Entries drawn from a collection
-----
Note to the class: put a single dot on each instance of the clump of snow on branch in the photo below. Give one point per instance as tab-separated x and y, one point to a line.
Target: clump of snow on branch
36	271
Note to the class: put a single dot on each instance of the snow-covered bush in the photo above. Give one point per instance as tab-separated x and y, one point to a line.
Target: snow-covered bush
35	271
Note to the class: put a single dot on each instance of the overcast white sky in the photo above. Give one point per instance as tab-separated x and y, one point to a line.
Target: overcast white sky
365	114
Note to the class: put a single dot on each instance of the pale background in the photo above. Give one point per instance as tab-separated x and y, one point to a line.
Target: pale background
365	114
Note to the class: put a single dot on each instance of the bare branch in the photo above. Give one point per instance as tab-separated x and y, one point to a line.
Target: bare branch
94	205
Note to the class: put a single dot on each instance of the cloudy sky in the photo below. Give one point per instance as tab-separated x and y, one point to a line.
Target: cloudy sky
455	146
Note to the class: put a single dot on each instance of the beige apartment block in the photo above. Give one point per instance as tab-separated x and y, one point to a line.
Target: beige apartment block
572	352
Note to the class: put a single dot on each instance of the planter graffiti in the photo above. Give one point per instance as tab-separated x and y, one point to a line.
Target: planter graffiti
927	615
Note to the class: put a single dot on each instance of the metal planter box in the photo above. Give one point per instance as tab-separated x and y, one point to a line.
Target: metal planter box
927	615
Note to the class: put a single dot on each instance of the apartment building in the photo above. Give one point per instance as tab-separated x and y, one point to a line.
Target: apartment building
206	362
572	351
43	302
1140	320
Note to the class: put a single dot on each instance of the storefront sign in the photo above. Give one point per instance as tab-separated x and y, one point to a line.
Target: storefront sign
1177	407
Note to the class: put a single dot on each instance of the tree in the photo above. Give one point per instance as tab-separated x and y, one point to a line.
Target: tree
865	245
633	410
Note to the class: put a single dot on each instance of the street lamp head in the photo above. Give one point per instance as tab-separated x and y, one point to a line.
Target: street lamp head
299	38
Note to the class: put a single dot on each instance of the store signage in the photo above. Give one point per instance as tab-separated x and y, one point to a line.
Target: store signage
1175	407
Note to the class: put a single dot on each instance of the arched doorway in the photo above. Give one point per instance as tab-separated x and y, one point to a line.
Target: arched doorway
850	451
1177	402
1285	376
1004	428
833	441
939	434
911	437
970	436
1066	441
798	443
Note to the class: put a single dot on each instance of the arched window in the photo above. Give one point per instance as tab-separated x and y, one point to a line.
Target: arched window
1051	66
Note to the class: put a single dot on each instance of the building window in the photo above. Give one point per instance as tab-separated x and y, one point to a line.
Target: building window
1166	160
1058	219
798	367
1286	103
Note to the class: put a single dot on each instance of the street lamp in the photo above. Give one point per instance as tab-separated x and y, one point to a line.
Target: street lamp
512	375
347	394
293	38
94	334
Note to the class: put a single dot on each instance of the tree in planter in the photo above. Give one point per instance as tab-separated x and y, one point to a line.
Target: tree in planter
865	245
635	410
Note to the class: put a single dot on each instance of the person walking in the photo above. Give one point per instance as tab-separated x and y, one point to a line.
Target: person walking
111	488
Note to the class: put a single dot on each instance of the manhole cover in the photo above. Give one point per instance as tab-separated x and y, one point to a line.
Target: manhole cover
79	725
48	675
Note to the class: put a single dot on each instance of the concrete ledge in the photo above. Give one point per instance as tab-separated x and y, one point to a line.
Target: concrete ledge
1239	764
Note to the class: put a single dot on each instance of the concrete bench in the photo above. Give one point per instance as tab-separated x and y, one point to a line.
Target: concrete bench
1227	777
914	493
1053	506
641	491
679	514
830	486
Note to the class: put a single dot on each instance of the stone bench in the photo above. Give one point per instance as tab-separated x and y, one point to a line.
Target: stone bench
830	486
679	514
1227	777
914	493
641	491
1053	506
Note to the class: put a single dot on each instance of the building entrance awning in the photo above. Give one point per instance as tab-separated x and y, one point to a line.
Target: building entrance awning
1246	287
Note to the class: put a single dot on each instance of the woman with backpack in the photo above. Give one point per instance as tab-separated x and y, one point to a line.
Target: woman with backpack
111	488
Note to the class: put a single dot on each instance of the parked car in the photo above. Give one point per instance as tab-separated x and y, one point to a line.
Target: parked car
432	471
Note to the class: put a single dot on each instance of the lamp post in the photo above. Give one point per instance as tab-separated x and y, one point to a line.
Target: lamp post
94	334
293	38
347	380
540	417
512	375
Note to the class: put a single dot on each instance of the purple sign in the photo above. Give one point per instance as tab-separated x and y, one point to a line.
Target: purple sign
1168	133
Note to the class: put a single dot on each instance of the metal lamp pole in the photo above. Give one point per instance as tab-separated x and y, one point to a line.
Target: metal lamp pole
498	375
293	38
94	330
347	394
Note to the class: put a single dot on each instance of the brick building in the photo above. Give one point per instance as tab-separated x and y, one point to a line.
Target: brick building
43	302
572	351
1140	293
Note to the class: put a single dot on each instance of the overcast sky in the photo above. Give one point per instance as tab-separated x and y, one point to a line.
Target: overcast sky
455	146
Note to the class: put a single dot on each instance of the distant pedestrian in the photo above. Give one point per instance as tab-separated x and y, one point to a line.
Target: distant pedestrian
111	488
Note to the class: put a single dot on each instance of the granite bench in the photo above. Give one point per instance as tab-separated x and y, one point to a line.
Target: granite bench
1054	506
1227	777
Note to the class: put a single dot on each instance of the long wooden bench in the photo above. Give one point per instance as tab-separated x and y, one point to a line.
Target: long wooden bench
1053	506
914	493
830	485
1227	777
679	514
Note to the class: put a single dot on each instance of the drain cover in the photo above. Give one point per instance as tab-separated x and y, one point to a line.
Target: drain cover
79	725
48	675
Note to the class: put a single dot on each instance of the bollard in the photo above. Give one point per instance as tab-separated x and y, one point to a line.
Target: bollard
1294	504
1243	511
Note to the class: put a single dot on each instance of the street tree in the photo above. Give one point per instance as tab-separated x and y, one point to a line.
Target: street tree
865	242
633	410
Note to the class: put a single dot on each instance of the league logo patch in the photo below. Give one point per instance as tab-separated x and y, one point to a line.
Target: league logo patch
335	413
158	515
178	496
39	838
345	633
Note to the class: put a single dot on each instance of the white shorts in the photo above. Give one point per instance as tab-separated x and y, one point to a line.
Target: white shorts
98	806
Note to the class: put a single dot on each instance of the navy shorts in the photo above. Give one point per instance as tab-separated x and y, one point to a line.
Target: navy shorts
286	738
-----
Rewrite every line of the material above as a numbered list, omitting any blank lines.

Correct response>
1. Note to the class: put a single dot on each instance of the clump of snow on branch in the photo below. Give one point per instance as tab-separated x and y, one point to a line.
2. Target: clump of snow on branch
3. 36	271
4. Note to the class: put a single dot on each instance of the snow-covered bush in the photo above. Give one point per instance as tab-separated x and y, one point to a line.
5. Target: snow-covered bush
6. 35	271
7. Note to the class: put a single dot on each instance of the overcast white sky in the photo above. Give one point per instance as tab-separated x and y, one point to a line.
8. Target: overcast white sky
9. 365	114
10. Note to the class: put a single dot on each instance of the pale background in the photo above. Give one point per instance as tab-separated x and y, one point to a line.
11. Target: pale background
12. 365	114
13. Note to the class: put a single dot on each instance of the bare branch in the photo above. Give one point per instance as tab-separated x and y, one point to a line.
14. Target: bare branch
15. 94	205
16. Note to the class: put a single dot on each instance of the cloudy sky in the photo below. Give one point per instance as tab-separated x and y, one point to a line.
17. Target: cloudy sky
18. 455	146
19. Note to the class: put a single dot on each instance of the beige apartment block in the photo above. Give one point per instance as tab-separated x and y, one point to a line.
20. Target: beige apartment block
21. 572	352
22. Note to the class: put a single dot on each instance of the planter graffiti in the photo above. Give one point per instance as tab-separated x and y, one point to a line.
23. Target: planter graffiti
24. 927	615
25. Note to the class: put a single dot on each instance of the metal planter box in the photo above. Give one point per instance as tab-separated x and y, one point to a line.
26. Target: metal planter box
27. 927	615
28. Note to the class: put a single dot on each instance of the apartment building in the photo above. Give one point per instance as tab-separated x and y, one point to a line.
29. Target: apartment building
30. 206	362
31. 572	351
32. 43	302
33. 1140	320
34. Note to the class: put a single dot on each instance of the storefront sign in the photo above. Give one point per instance as tab-separated x and y, one point to a line.
35. Target: storefront sign
36. 1177	407
37. Note to the class: put a single dot on each instance of the tree in the photo above. Give one point per instance as tab-separated x and y, one point to a line.
38. Target: tree
39. 865	245
40. 633	410
41. Note to the class: put a single dot on each instance of the street lamp head in the photo above. Give one point per instance as tab-separated x and y, one point to a line.
42. Target: street lamp head
43. 299	38
44. Note to the class: put a single dot on each instance of the store signage in the photo above. Give one point per instance as tab-separated x and y, one point to a line.
45. Target: store signage
46. 1175	407
47. Note to the class: put a single dot on each instance of the arched doorway in the photo above. Give one point per instance as tab-separated x and y, one point to a line.
48. Target: arched doorway
49. 850	451
50. 1177	402
51. 1285	376
52. 1004	428
53. 833	441
54. 939	434
55. 911	437
56. 970	436
57. 1066	441
58. 798	443
59. Note to the class: put a single dot on each instance of the arched window in the photo above. Give one point per instance as tab-separated x and y, one point to a line.
60. Target: arched window
61. 1051	66
62. Note to the class: put a single dot on each instance of the building window in the photo above. Give one point per instance as tab-separated x and y, one point to a line.
63. Target: building window
64. 1166	160
65. 1058	219
66. 798	367
67. 1286	103
68. Note to the class: put a single dot on each instance of the street lamp in the photo above. Give one point per instance as tab-separated x and y, one point to a line.
69. Target: street lamp
70. 512	375
71. 347	394
72. 293	38
73. 94	334
74. Note to the class: put a single dot on each instance of the tree in planter in the photo above. Give one point per instance as tab-separated x and y, one point to a line.
75. Target: tree in planter
76. 865	245
77. 635	410
78. Note to the class: put a single dot on each instance of the person walking in the photo above. Give one point per instance as tab-separated x and y, one point to a line.
79. Target: person walking
80. 111	488
81. Note to the class: put a single dot on each instance of the manhole cover in the photo above. Give one point per instance as tab-separated x and y, one point to a line.
82. Target: manhole cover
83. 79	725
84. 48	675
85. Note to the class: put a single dot on each instance of the concrete ledge in the photo above. Give one point per instance as tab-separated x and y, one point to a line.
86. Target: concrete ledge
87. 1239	764
88. Note to the class: put a single dot on each instance of the concrete bench in the photo above. Give one point per instance as tab-separated x and y, one point to a line.
89. Target: concrete bench
90. 1227	777
91. 914	493
92. 1053	506
93. 641	491
94. 679	514
95. 830	486
96. Note to the class: put a single dot on each instance of the stone bench in the photo above. Give one point per instance as tab-separated x and y, one point to a line.
97. Target: stone bench
98. 830	486
99. 679	514
100. 1227	777
101. 914	493
102. 641	491
103. 1053	506
104. Note to the class: put a single dot on each instance of the building entrance awning in the photo above. Give one point per instance as tab-separated x and y, one point to a line.
105. Target: building entrance awning
106. 1246	287
107. Note to the class: put a single dot on each instance of the woman with backpack in the photo above. Give one point per instance as tab-separated x and y, one point to a line.
108. Target: woman with backpack
109. 111	488
110. Note to the class: put a single dot on each instance of the parked car in the photo above. Give one point per instance as tab-separated x and y, one point to a line.
111. Target: parked car
112. 432	471
113. Note to the class: put a single dot on each instance of the lamp post in the photo above. Give one point per instance as tab-separated x and y, one point to a line.
114. Target: lamp post
115. 94	334
116. 293	38
117. 347	380
118. 540	417
119. 512	375
120. Note to the class: put a single dot on each instance of the purple sign in the photo above. Give one point per instance as tab-separated x and y, one point to a line.
121. Target: purple sign
122. 1168	133
123. Note to the class: put a single dot on each instance of the metal lamp pole in the photo above. Give one point per instance as tab-separated x and y, one point to a line.
124. Target: metal lamp pole
125. 498	375
126. 293	38
127. 94	330
128. 347	394
129. Note to the class: put a single dot on each instance of the brick building in the photo above. Give one point per instance as tab-separated x and y, one point to a line.
130. Target: brick building
131. 43	302
132. 572	351
133. 1140	293
134. Note to the class: put a single dot on each instance of the overcast sky in the photo above. Give one point per instance as tab-separated x and y, one point to a line.
135. Target: overcast sky
136. 455	146
137. Note to the class: put a single dot on each instance of the distant pedestrian in the photo above. Give one point per instance as tab-separated x and y, one point to a line.
138. Target: distant pedestrian
139. 111	488
140. Note to the class: put a single dot on each instance of the granite bench in the photo above. Give one point per instance as tab-separated x and y, one point to a line.
141. Target: granite bench
142. 1054	506
143. 1227	777
144. Note to the class: put a single dot on each instance of the long wooden bench in the photo above. Give one point per instance as tab-separated x and y, one point to a line.
145. Target: long wooden bench
146. 1053	506
147. 914	493
148. 830	485
149. 1227	777
150. 679	514
151. Note to the class: put a single dot on each instance of the drain cover in the photo above. Give one point per instance as tab-separated x and y, one point to a line.
152. Target: drain cover
153. 79	725
154. 48	675
155. Note to the class: put a single dot on each instance of the bollard in the photo above. Give one point per instance as tab-separated x and y, one point to a line.
156. Target: bollard
157. 1294	504
158. 1243	511
159. Note to the class: put a single dot on each instance of the street tree in the photo above. Give one point per instance as tab-separated x and y, one point to a line.
160. Target: street tree
161. 865	242
162. 633	410
163. Note to the class: put a single dot on each instance of the league logo patch in the photo below. Give one point per instance as tab-separated x and y, one point to a line.
164. Target: league logo patch
165. 335	413
166. 158	515
167. 178	496
168. 39	838
169. 345	633
170. Note to the class: put a single dot on each instance of the white shorts in the photo above. Give one point per instance as tab-separated x and y, one point to a line.
171. Target: white shorts
172. 98	806
173. Note to the class: put a single dot on each instance of the navy shorts in the photo above. Give one point per instance as tab-separated x and y, one point to a line.
174. Target: navy shorts
175. 286	738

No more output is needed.